» Tarefa:
Retorne, sem qualquer alteração, todo o conteúdo do trecho selecionado desde "eu lembro da" até "tinha tanta certeza.".

» Trecho selecionado:
^^^^

Páginas

sexta-feira, 3 de julho de 2015

catarse

oito meses de terapia duas vezes na semana, às vezes três, às vezes sábados e domingos, às vezes por skype. ouvi do moço do estacionamento do prédio da dra freud a proposta de fazer um plano mensal. piada pronta. remédio pra dormir, remédio pra parar de chorar, feedback no trabalho porque eu tinha uma postura "muito negativa". e eu tinha mesmo. tinha sobrado tão pouco. tinha sobrado nada. 

o tempo passou. eu olho pra minha vida agora e ela se reajustou. eu estou bem. se eu vou lá olhar as suas fotos é porque eu quero saber de você. às vezes dá saudade, às vezes dá tristeza, às vezes eu me divirto vendo você fazer ou dizer algo familiar. às vezes eu sinto raiva. é só raiva o que eu tenho sentido esses dias. 

parece que tudo aconteceu em outra vida. algumas das suas fotos são as mesmas que foram nossas. as nossas fotos e as nossas piadas, emprestadas e aplicadas na sua vida instagramada. a vida que me ignorou, que me descartou, que me sobrescreveu. eu queria ver em você algum vestígio de mim. algo que mostrasse que eu existi. não há absolutamente nada. tela em branco. 

eu lembro da correria pra conseguir que seu visto chegasse até você a tempo de pegar o avião, naquela sexta feira. eu nem sabia que era mesmo o nosso penúltimo dia. a crise de choro sentada no chão, enquanto eu fazia as suas malas. o desespero em ser forte pra que você desse esse passo. a gente ia ficar juntos, eu tinha tanta certeza. 

ainda outro dia eu sonhei com seu pai. eu gritava com ele o quanto você tinha sido babaca comigo. acordei exausta. sete meses depois e eu ainda sonho com o seu pai. ainda gasto energia. 

dez meses atrás você não conhecia três das pessoas mais importantes da sua vida. dez meses atrás você era a pessoa mais importante da minha. e a sua família fingiu que eu nunca existi. e você continua fingindo.

^^^^

» Dados registrados:
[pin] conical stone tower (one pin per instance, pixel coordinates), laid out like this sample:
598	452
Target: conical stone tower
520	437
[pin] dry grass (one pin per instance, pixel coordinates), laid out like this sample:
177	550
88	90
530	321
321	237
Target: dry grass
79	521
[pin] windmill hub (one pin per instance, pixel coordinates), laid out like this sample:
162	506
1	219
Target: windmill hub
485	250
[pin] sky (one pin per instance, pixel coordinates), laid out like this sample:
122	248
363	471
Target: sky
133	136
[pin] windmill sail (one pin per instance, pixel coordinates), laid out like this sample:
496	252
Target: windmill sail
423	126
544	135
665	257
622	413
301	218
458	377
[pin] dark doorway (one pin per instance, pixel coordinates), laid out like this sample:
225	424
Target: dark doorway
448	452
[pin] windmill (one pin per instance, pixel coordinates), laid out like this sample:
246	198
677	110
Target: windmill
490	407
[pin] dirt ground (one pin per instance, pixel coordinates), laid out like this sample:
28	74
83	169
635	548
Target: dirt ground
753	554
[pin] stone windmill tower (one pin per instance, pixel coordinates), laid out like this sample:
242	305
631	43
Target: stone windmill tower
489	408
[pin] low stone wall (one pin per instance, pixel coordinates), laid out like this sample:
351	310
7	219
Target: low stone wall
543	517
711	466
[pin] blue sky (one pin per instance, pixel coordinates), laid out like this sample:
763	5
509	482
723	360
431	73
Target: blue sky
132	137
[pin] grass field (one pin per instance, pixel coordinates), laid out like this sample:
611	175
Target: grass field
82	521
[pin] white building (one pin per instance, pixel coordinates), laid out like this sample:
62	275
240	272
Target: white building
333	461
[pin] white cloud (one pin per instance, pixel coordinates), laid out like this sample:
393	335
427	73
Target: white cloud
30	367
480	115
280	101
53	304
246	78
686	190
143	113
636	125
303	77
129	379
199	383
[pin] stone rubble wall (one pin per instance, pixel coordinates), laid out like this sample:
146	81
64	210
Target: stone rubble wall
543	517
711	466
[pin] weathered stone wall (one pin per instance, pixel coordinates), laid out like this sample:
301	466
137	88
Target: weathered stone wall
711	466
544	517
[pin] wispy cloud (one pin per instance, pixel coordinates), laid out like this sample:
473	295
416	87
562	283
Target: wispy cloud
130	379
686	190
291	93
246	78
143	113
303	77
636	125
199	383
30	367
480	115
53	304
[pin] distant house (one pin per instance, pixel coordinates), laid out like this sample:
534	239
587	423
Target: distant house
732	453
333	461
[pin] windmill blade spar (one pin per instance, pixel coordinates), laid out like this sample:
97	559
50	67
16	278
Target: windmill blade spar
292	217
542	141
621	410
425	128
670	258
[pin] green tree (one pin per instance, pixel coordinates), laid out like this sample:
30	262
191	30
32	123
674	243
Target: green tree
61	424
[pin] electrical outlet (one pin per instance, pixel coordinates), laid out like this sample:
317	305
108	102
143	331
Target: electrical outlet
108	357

^^^^

» Resposta do exercício:
eu lembro da correria pra conseguir que seu visto chegasse até você a tempo de pegar o avião, naquela sexta feira. eu nem sabia que era mesmo o nosso penúltimo dia. a crise de choro sentada no chão, enquanto eu fazia as suas malas. o desespero em ser forte pra que você desse esse passo. a gente ia ficar juntos, eu tinha tanta certeza.